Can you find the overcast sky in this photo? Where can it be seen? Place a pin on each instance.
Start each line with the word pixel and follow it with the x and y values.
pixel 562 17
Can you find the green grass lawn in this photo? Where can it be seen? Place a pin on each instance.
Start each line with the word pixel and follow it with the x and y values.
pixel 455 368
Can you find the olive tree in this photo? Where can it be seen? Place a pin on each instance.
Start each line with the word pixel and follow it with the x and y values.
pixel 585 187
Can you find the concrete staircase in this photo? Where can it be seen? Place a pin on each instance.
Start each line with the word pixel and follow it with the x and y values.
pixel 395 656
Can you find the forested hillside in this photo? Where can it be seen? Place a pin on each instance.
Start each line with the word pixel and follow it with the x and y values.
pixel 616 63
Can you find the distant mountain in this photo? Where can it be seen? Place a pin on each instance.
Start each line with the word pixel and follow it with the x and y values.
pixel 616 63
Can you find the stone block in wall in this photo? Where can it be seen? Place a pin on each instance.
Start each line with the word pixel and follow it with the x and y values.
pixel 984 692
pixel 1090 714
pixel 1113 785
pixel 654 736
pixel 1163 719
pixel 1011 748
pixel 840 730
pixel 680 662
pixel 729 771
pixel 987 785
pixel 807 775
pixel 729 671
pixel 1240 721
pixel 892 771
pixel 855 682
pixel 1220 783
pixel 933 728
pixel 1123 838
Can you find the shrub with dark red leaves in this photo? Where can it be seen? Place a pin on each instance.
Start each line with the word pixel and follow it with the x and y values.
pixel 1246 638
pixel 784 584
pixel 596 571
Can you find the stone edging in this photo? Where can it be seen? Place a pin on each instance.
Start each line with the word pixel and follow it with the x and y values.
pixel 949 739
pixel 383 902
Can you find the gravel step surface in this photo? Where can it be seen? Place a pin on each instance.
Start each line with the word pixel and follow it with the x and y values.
========================
• _Task item_
Once you find the string "stone" in a line of the records, copy that line.

• _Task solution_
Can you find the stone block in wall in this photo? Where can it be seen? Place a pin on each instance.
Can you find the stone edging in this photo? Where can it be seen? Place a pin on each instance.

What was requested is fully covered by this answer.